■ Text passage:

-=-=-

The reader might ask why I did not intervene, to which I can reply only that one should not judge me if one has never seen the spectre of two people completely in the thrall of bacon bloodlust.

In the end, Louise lay huddled against the Galaga machine in the corner, sobbing. Thelma, meanwhile, turned to me, as if nothing had just happened. "Yummy bacon," she said as she popped a particularly massive piece of coagulated fried pork into her mouth. "Are you sure you don't want any?"

Tuesday, September 21, 2004

but, really, wouldn't it have been better to say that this adds injury to injury?

"The rookie season of tight end Kellen Winslow could be over, or at least severely truncated, after the Cleveland Browns' first-round draft choice suffered what is believed to be a fractured right fibula in Sunday's loss to the Dallas Cowboys.

'It's wait and see right now,' quarterback Jeff Garcia said. 'We have to be prepared to move forward without him. This adds insult to injury.'"

Sunday, September 19, 2004

bracing myself for a fall of surly saturdays...

My beloved Hawkeyes, having buoyed my spirits many a Saturday over the past two years (going 22-5 since Fall 2002), had a most inauspicious loss yesterday. More than being beaten badly, they were beat badly by the team with arguably the dorkiest logo in all of major college sport (the Arizona State Sun Devil). Here, a close-up view (note the moustache):

Saturday, September 18, 2004

no child left behind

'But I fully understand how hard it is for democracy to grow in a country that has been under a leader that tortured and killed and maimed his people,' [Bush] said.

-=-=-

■ Data rows:
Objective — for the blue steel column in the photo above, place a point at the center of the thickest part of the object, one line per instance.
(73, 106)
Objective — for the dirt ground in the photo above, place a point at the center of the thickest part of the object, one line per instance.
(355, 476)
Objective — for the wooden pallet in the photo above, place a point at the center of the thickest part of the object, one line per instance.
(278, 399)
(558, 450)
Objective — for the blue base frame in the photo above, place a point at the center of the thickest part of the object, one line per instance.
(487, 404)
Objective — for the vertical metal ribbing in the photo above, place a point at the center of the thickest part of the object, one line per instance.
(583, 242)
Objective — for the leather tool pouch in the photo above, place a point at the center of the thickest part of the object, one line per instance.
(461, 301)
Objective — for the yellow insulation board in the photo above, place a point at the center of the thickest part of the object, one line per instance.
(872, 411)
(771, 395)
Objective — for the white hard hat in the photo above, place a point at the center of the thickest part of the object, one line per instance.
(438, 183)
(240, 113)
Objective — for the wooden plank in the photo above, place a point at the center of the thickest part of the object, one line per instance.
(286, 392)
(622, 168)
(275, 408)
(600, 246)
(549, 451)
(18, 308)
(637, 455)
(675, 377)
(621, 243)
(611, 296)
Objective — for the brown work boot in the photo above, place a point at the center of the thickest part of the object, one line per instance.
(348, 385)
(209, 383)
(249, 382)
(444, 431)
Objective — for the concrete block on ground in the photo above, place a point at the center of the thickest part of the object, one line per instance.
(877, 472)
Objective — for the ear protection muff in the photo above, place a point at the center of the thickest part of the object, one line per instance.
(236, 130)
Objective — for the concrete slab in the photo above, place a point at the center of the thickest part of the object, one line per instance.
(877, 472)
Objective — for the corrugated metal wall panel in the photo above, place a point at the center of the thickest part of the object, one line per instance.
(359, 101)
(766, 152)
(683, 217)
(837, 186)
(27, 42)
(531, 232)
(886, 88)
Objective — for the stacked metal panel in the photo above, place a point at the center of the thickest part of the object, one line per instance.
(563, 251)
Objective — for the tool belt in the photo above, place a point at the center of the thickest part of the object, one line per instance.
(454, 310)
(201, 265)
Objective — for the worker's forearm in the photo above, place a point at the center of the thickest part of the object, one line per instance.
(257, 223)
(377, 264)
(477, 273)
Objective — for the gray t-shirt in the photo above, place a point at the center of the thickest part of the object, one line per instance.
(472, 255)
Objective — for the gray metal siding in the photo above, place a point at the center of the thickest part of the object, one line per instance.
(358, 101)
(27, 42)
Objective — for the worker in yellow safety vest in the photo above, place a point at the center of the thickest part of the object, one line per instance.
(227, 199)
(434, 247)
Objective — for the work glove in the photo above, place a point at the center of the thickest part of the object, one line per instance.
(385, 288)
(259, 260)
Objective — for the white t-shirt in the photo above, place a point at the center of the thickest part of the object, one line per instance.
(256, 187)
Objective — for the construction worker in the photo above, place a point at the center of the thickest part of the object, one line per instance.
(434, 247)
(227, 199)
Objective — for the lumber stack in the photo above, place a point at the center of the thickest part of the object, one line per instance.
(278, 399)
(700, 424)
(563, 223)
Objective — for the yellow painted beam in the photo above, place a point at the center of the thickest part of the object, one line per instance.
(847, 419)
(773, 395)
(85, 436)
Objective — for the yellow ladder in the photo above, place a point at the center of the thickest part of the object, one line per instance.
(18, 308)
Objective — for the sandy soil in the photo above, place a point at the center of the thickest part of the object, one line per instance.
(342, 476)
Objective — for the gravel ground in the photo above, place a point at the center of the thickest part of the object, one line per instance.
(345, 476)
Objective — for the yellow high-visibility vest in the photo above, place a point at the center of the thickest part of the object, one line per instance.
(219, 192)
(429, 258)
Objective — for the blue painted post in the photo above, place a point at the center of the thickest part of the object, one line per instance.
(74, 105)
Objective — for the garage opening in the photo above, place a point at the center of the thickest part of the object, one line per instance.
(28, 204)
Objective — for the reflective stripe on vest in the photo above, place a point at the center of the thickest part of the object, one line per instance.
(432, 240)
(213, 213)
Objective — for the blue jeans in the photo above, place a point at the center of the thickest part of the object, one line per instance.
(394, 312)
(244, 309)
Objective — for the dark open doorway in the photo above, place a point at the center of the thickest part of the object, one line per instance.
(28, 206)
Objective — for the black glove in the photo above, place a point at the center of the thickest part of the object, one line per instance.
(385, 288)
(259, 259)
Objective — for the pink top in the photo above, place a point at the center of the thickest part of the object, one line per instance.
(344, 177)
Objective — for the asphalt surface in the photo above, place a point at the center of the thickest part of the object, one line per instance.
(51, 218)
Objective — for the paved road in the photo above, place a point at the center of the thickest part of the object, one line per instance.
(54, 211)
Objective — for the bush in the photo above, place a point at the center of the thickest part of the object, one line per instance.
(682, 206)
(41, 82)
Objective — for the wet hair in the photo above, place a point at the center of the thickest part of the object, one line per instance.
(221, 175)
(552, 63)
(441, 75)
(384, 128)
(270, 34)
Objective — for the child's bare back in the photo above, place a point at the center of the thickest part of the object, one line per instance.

-=-=-

■ Given problem 1: Can you repeat, word for word, the stretch of the blog text from "In the end, Louise" through "of surly saturdays..."?
■ Given problem 2: Would you carry on the blog text from the point where it stops?
These rows were drawn from a separate source.

■ Right answer 1:
In the end, Louise lay huddled against the Galaga machine in the corner, sobbing. Thelma, meanwhile, turned to me, as if nothing had just happened. "Yummy bacon," she said as she popped a particularly massive piece of coagulated fried pork into her mouth. "Are you sure you don't want any?"

Tuesday, September 21, 2004

but, really, wouldn't it have been better to say that this adds injury to injury?

"The rookie season of tight end Kellen Winslow could be over, or at least severely truncated, after the Cleveland Browns' first-round draft choice suffered what is believed to be a fractured right fibula in Sunday's loss to the Dallas Cowboys.

'It's wait and see right now,' quarterback Jeff Garcia said. 'We have to be prepared to move forward without him. This adds insult to injury.'"

Sunday, September 19, 2004

bracing myself for a fall of surly saturdays...

■ Right answer 2:
Has anyone else noticed that Bush sometimes talks about Iraq the way that some people do when they explain the chronic self-destructive behaviors of wayward adults in terms of how the bad way they were treated by their parents when they were young?

free bacon?

From an ad for one of Madison's undergraduate-oriented bars:

Free bacon? Do they mean, like, actual bacon? Or is "bacon" some slang term I don't know for some pork whiskey-based drink?

beta male

I called Borders to see if the copy of Regression Analysis: A Constructive Critique* had come in yet, because of course there is nothing more delicious to do on a gorgeous Saturday afternoon than to curl up and read that. They said it was there, and so I scooted up as fast as I could to retrieve it. The book turned out not to be behind the counter, and so they had to call someone over to go see if it was in back.

The guy they called over looked like he hadn't slept in a month. He went off to go look for it and took an interminable amount of time, as if he accidentally dozed for a few minutes against the boxes in the stockroom. Eventually he did return with book in hand.

Despite the pure primal pleasure I expect to derive from Regression Analysis: A Constructive Critique, it's the sort of book that I charge to the research account I have. So the guy gets the binder of account information off the shelf and starts looking for my sheet. The binder is organized alphabetically first by department and then by name.

He starts from the back of the binders, flips through the Ts, then through Spanish, then through SE Asian studies. He then looks puzzles, flips back through Spanish, then to SE Asian studies, then back into the Ts, then back to SE Asian studies, then back to Spanish again, then to SE Asian studies.

"Actually, um, Sociology comes before Southeast Asian Studies."
"Oh, right."

So then he starts from the back of the sociology section (Wright), and then flips to Gamoran, and then looks puzzled and moves like he is going to start going backward in the alphabet again. I put my hand out to block him.

"I'm the sheet right before Gamoran." Which, as he discovers when he turns that page, I am.

"His mailbox is right below mine," I say, lamely, as if that gave me some special advantage in knowing the order of F and G in the alphabet. (Besides, thanks to a certain Professor Fujimura, it isn't even true.)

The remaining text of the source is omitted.